Task description: Reply with one number: the count of lines in the records below that hold "house".

Information given:
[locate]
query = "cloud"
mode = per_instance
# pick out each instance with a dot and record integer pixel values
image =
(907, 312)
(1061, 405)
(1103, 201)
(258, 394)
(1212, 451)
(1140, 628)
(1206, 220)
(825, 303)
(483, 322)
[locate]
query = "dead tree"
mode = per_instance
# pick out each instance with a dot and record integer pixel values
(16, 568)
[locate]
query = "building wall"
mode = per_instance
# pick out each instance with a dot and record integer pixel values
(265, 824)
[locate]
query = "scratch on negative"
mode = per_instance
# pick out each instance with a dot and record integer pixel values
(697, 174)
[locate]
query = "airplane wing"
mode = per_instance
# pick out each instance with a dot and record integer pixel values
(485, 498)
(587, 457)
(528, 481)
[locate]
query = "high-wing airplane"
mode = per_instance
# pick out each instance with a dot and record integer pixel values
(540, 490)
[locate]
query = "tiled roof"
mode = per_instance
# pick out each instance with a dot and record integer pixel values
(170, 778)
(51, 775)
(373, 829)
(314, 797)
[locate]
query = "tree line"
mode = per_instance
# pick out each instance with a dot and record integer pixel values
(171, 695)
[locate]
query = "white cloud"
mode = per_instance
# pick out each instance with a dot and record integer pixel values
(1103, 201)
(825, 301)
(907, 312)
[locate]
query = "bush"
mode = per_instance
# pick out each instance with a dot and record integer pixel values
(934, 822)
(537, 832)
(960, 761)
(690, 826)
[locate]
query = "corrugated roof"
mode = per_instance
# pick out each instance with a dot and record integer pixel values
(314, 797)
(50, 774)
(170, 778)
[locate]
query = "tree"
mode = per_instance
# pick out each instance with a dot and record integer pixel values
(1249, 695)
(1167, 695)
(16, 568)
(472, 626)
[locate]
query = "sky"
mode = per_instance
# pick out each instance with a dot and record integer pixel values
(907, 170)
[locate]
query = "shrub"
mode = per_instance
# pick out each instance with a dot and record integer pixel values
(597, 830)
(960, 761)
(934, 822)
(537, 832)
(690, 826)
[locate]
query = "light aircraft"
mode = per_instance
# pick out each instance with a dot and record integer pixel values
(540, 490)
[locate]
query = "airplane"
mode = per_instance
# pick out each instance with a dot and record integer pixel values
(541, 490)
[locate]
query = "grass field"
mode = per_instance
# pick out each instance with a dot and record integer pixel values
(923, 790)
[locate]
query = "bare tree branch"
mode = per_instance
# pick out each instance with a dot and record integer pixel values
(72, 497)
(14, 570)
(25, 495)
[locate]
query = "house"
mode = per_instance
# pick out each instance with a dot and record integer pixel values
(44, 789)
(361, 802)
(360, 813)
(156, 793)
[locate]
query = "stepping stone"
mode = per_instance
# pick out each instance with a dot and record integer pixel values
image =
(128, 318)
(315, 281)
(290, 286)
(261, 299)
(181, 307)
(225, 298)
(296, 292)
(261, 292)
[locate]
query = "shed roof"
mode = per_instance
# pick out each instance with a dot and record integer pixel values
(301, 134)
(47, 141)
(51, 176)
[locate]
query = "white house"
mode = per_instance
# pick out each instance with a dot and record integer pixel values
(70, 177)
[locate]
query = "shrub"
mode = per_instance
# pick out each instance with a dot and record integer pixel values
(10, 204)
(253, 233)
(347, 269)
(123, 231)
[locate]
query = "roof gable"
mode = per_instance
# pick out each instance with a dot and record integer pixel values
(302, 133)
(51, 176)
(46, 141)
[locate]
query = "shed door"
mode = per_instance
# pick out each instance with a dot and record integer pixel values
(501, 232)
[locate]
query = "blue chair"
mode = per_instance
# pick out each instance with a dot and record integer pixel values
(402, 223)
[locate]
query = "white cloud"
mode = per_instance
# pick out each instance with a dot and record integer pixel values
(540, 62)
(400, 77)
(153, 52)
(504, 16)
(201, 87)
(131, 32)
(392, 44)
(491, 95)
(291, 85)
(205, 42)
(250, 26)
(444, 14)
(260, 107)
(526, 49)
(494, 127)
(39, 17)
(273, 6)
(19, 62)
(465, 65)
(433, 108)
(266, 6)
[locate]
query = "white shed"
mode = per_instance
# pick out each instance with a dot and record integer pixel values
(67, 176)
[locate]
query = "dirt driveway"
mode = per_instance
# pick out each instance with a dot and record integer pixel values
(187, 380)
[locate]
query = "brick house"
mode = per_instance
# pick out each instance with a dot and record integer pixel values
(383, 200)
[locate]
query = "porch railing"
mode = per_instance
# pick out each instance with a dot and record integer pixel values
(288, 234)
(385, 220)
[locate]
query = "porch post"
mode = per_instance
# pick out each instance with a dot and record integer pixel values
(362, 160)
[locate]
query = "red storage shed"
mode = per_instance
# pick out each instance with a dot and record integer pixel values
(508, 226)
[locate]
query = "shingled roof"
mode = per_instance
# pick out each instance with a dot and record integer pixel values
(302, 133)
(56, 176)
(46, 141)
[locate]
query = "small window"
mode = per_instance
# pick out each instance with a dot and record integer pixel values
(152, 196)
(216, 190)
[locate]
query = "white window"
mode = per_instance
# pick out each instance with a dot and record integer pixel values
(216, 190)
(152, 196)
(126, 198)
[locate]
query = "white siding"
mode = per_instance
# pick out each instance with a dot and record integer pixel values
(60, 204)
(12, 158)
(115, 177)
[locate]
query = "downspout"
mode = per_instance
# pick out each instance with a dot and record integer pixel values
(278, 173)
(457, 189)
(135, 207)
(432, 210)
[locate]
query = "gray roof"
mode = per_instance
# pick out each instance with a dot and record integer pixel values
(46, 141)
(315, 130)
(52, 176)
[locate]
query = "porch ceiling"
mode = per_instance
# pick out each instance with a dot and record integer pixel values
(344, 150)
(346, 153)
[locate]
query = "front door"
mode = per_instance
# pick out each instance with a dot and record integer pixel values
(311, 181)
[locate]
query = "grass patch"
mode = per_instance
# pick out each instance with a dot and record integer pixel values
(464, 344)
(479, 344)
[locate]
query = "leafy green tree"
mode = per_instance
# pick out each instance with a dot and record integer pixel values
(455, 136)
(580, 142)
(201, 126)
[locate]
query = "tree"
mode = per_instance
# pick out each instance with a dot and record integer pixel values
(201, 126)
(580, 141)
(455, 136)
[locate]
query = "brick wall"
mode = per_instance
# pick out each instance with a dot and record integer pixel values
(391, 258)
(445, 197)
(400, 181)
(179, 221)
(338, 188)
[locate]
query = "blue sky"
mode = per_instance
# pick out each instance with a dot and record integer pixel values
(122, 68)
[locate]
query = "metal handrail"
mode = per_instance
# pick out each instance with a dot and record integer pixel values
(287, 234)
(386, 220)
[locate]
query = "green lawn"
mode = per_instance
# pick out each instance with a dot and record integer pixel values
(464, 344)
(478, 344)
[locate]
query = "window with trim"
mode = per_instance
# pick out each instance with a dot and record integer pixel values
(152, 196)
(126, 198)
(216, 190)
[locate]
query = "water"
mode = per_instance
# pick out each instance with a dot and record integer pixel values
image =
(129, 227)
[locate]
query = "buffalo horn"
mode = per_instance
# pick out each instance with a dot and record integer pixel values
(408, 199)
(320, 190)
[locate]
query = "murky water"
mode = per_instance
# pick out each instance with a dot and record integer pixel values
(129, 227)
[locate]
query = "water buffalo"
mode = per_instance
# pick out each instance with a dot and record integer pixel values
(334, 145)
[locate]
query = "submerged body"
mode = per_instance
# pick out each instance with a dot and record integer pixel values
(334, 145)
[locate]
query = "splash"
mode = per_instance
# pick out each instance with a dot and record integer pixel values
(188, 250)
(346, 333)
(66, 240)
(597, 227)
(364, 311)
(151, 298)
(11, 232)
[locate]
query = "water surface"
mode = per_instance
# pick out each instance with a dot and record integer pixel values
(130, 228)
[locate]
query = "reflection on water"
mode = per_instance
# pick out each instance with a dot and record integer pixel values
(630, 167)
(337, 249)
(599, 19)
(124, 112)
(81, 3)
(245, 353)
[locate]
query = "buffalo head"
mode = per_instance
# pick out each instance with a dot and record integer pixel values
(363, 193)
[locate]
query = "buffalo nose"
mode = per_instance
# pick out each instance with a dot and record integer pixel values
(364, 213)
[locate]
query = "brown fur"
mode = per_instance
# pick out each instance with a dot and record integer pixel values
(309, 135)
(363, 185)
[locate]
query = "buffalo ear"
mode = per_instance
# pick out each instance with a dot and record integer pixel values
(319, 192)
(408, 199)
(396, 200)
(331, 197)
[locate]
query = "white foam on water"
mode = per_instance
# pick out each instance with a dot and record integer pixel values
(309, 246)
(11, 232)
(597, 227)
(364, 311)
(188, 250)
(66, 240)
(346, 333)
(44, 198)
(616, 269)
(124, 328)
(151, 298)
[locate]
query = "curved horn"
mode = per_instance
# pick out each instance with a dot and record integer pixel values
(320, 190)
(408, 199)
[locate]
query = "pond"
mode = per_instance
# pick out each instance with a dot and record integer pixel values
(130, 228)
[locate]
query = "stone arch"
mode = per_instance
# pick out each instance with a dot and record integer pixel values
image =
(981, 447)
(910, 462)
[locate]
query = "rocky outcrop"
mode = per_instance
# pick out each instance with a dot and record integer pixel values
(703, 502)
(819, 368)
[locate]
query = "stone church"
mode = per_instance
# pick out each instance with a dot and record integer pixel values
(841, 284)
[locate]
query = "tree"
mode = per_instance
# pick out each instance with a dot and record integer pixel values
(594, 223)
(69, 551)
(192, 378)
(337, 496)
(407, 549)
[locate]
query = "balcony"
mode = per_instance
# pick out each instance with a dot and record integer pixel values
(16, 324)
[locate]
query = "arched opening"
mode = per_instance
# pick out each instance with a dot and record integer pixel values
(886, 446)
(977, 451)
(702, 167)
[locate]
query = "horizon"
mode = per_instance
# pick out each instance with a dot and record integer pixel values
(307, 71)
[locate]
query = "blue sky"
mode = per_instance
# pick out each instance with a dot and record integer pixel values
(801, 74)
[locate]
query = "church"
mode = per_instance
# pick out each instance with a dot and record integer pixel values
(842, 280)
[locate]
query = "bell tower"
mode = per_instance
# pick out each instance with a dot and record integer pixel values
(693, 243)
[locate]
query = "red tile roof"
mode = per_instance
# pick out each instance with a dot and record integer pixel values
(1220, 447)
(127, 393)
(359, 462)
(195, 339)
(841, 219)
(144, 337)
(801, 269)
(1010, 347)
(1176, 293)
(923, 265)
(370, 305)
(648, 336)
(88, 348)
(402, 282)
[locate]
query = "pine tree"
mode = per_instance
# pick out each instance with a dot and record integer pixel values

Finished exercise: 3